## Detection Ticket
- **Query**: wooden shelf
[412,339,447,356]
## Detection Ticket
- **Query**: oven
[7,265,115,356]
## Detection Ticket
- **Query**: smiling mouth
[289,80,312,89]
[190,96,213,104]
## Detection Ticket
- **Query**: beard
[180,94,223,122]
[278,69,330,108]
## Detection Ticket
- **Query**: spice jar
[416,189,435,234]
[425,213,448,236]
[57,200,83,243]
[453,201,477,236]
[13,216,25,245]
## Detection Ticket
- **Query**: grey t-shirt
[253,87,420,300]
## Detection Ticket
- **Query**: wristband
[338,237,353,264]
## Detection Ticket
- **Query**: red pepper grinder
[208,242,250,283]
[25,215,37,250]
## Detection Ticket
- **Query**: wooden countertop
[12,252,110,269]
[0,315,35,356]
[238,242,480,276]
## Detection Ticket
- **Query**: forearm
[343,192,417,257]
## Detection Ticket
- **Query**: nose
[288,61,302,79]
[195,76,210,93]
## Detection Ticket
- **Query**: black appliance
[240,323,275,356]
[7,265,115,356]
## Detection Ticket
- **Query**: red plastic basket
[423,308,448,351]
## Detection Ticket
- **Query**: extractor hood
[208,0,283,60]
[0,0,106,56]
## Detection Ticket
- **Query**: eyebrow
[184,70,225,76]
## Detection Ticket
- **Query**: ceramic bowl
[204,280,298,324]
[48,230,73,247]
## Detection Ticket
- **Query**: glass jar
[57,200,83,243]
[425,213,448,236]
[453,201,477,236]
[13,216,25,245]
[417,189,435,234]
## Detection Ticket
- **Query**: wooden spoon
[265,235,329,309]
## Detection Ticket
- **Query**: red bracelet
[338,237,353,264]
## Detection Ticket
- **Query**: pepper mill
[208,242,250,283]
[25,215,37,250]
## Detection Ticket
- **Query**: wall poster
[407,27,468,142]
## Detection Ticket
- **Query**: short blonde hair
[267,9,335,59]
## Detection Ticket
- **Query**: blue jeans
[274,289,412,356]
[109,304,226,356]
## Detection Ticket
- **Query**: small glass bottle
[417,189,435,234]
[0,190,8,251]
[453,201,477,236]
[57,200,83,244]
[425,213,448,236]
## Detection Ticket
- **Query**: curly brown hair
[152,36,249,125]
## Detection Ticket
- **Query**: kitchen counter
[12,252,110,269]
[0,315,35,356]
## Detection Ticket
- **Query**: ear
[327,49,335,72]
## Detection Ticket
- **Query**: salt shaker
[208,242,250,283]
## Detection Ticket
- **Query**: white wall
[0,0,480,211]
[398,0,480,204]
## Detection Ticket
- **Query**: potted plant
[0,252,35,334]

==

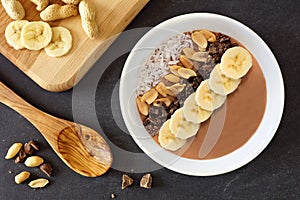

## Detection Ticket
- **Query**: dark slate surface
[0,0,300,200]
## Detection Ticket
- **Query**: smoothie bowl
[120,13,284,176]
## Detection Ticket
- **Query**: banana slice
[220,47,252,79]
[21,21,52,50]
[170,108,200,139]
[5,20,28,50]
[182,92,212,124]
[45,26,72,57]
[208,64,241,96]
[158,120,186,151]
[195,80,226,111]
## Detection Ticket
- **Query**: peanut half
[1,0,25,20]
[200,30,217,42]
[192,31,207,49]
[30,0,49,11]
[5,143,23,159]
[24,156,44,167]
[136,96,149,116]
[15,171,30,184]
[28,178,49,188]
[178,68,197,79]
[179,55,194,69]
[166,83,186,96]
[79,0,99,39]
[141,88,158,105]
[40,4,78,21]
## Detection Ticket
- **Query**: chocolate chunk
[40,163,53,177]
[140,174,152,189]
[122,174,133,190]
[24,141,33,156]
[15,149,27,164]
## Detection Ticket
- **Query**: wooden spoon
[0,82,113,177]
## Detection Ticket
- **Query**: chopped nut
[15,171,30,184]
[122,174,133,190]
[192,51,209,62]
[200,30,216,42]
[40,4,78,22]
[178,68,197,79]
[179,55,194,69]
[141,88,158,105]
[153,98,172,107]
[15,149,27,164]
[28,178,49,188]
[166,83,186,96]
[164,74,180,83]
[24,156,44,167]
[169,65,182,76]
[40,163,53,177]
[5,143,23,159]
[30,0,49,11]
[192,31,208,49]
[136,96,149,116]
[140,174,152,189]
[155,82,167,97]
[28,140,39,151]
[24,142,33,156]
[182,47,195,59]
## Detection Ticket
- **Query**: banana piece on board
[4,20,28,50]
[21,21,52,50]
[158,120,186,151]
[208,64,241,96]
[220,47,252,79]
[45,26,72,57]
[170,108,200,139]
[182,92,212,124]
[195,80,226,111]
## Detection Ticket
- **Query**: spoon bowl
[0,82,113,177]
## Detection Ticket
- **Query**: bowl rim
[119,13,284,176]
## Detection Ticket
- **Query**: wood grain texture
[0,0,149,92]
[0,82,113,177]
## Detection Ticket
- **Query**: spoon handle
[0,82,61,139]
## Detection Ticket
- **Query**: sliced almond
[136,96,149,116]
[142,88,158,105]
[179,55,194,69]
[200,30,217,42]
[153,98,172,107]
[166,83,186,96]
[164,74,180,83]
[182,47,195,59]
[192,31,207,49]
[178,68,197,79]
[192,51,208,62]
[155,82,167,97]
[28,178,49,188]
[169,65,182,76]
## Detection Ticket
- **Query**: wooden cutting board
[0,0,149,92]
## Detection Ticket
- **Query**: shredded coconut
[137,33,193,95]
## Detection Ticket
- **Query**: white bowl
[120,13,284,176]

==

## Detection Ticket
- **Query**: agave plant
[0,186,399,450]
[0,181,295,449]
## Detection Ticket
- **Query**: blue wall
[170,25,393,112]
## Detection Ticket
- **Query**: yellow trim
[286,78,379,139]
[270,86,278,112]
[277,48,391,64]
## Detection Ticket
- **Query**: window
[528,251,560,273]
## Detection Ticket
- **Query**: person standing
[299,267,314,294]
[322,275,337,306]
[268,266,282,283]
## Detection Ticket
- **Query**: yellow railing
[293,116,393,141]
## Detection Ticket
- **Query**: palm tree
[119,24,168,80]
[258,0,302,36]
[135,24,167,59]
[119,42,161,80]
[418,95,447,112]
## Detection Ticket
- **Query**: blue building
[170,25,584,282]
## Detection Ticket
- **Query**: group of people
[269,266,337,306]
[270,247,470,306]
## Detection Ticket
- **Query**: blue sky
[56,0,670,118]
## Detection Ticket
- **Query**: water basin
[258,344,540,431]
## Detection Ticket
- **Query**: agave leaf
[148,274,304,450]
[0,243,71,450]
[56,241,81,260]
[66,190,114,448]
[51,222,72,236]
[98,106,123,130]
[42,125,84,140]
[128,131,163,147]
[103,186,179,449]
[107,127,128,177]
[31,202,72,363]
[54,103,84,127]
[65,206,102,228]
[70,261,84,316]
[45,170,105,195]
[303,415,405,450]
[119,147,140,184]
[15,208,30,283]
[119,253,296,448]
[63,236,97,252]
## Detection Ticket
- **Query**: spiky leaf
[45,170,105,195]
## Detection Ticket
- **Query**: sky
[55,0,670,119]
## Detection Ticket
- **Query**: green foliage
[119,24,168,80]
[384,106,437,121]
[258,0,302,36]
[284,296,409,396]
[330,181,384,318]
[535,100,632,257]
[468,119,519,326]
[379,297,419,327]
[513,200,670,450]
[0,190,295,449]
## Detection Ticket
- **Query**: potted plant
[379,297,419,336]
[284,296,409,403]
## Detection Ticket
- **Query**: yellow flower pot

● Exercise:
Gather every line of the records that contains the word "yellow", treating case as significant.

● Answer for this exercise:
- **Query**: yellow trim
- **Query**: yellow railing
- **Query**: yellow flower pot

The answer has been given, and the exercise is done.